§ Testo da leggere:

Luigi Prestinenza Puglisi

 

[in english] È tra i migliori architetti in circolazione. Di lei hanno parlato numerose riviste, tra le quali Architecture. E basta andare nel suo sito (www.archi-tectonics.com) per trovare un elenco nutrito di pubblicazioni che la riguardano. Winka Dubbeldam ha un curriculum ineccepibile. Ha studiato in Olanda e si è specializzata a New York alla Columbia, uno dei principali centri della ricerca architettonica mondiale diretto da Tschumi. Ha poi lavorato a studio con lo stesso Tschumi, con Peter Eisenman e con Steven Holl.

[02mar2002]
Winka ha affiancato la sua attività professionale con un forte impegno verso la didattica. Insegna alla Columbia. Tuttavia, a differenza di altri professori della Columbia, non si è fatta prendere più di tanto dall'ineffabile fascino dell'elettronica. Non ha mai voluto abdicare alla concretezza del costruire. Ha evitato di orientare la sua ricerca verso le mirabolanti sfogliatelle del suo collega Greg Lynn o le forme cyberplatoniche di Hani Rashid. 

Da brava olandese ha preferito pensare alle nuove tecnologie, che conosce e pratica, in modo prammatico, cercando di capire come queste possano entrare concretamente all'interno del processo costruttivo, determinare inaspettate funzioni e nuovi bisogni, suggerire moderni metodi di approccio al problema progettuale.



La forma per Winka è strettamente interrelata ai suoi contenuti. Siamo quindi lontani dall'estenuato formalismo di suoi maestri Eisenman e Holl. Vi è invece dialogo a distanza con Tschumi: penso al suo interesse per gli spazi interstiziali e per il rapporto tra corpo e architettura. Risolto con una architettura che stimola ma mai ingombra il corpo.

§ Dati forniti:
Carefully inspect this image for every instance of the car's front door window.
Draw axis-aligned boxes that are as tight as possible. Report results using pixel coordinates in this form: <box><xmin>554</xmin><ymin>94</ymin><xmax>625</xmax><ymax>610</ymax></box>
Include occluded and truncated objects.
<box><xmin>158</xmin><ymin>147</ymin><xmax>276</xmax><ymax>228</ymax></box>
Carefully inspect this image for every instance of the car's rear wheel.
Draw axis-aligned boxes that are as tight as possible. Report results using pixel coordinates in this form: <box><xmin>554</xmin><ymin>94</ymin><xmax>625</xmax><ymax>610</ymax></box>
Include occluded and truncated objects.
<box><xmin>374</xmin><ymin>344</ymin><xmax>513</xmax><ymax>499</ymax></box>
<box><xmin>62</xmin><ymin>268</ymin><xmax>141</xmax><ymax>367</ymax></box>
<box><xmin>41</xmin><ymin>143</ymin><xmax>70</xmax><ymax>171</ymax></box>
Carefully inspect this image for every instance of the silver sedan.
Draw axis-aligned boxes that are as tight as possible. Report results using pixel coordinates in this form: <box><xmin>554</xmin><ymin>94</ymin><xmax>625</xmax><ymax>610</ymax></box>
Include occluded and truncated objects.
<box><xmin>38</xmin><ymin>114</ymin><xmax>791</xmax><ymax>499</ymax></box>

§ Compito assegnato A:
Secondo il testo su Winka Dubbeldam, in quale università di New York si è specializzata?
§ Compito assegnato B:
Riprendi il testo su Winka Dubbeldam e prosegui dopo la sua ultima frase.

§ Risultato esercizio A:
Alla Columbia.

§ Risultato esercizio B:
Riferimenti sono anche alla scuola olandese. I giovani MVRDV, Van Berkel, West8. E Rem Koolhaas. Con il quale Winka ha avuto modo di collaborare. Apro una parentesi: Winka ha detto che Koolhaas non è così antipatico come fa di tutto per apparire, che guida a velocità folle una Maserati e mi ha pure raccontato che una volta ha avuto modo di dormire a Villa Dall'Ava, la casa che ha reso famoso Koolhaas presso il pubblico internazionale.

Ma si tratta, di riferimenti a un metodo comune. Quasi mai a un sistema di forme. Rispetto agli olandesi Winka ha infatti una asciuttezza di linguaggio sorprendente. Va subito al sodo, non si perde in citazioni, evita le macedonie di forme e materiali. 

Metodo olandese più precisione svizzera. Ecco forse una formula che potrebbe rendere il suo lavoro. Per avere una Winka miscelare insieme due parti di Koolhaas e tre di Tschumi, che non lo dimentichiamo è svizzero di nascita. E servire il tutto con un pizzico di intelligenza e acume femminile, che manca ai nostri due.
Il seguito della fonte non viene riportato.